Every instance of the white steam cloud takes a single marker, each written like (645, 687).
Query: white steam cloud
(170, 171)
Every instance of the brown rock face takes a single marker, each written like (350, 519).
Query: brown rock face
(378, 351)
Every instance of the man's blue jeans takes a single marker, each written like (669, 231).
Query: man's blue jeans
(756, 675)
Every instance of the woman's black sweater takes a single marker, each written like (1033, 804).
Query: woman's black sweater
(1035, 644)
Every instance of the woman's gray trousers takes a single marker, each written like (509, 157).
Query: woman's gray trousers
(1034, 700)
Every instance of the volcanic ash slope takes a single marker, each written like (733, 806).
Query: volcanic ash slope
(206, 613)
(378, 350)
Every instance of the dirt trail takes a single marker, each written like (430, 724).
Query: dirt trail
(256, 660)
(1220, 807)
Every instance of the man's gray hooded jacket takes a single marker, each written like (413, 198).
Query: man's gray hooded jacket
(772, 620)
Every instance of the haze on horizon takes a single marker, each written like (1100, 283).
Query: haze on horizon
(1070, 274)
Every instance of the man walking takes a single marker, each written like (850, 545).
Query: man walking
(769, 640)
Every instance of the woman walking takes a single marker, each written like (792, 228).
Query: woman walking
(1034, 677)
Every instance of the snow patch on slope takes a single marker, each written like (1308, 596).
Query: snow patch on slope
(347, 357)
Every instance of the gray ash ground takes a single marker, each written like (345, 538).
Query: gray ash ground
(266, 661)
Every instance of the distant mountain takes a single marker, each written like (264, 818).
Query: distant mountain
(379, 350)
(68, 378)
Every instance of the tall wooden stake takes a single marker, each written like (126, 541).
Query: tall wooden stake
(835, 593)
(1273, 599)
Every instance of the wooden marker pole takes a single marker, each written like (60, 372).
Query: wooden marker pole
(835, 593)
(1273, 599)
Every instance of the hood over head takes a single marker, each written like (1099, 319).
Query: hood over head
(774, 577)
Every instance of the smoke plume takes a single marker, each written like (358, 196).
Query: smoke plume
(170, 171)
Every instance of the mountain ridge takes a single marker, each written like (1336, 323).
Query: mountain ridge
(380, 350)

☆ ☆ ☆ ☆ ☆

Lay out all the rows above as a numbered list, with blank lines left out.

1. Every instance of the white steam cloud takes a single marker, each written like (645, 687).
2. Query: white steam cloud
3. (170, 171)
4. Every instance of the brown rock face takes a single marker, each written like (350, 519).
5. Query: brown rock face
6. (378, 351)
7. Every instance of the man's blue jeans takes a single marker, each written like (669, 231).
8. Query: man's blue jeans
9. (756, 675)
10. Every instance of the woman's black sweater takes a single marker, each written like (1033, 804).
11. Query: woman's black sweater
12. (1035, 644)
13. Every instance of the woman's gray trousers takes a single marker, each written like (509, 157).
14. Query: woman's gray trousers
15. (1034, 700)
16. Every instance of the volcanic ash slope takes a single marker, each written like (733, 806).
17. Query: volcanic ash slope
18. (206, 613)
19. (378, 350)
20. Every instance of the dirt trail takes a single marker, each written like (430, 724).
21. Query: dirt trail
22. (256, 660)
23. (1220, 807)
24. Every instance of the man's gray hooded jacket takes a single marker, each written like (413, 198).
25. Query: man's gray hooded jacket
26. (772, 620)
27. Every instance of the haze on horizon takes a single marker, each written like (1100, 283).
28. Query: haze on horizon
29. (1070, 274)
30. Every instance of the man walking takes a single marker, each written like (850, 545).
31. Query: man walking
32. (769, 640)
33. Every instance of the woman walking takes a single marker, each written like (792, 228).
34. Query: woman walking
35. (1034, 677)
36. Every instance of the snow patch on slope takes a single marker, each written like (1308, 596).
37. Query: snow patch on slope
38. (347, 357)
39. Every instance of the gray ash ground takes a single marker, each written like (345, 538).
40. Query: gray ash ground
41. (266, 661)
42. Every instance of the distant mountain takes a single marker, each written like (264, 818).
43. Query: distant mountain
44. (379, 350)
45. (68, 378)
46. Every instance of the tall wooden stake takes a single marker, each written like (126, 541).
47. Query: tall wooden stake
48. (835, 593)
49. (1273, 599)
50. Every instance of the wooden marker pole takes a single marker, each written like (60, 372).
51. Query: wooden marker pole
52. (835, 593)
53. (1273, 599)
54. Every instance of the hood over head takes a single marker, each written like (1099, 319).
55. Query: hood over head
56. (774, 577)
57. Every instance of the smoke plume takes a single marker, each written like (358, 196).
58. Query: smoke plume
59. (170, 171)
60. Every instance of the mountain ridge takes a single marker, each written like (1336, 323).
61. Query: mountain ridge
62. (380, 350)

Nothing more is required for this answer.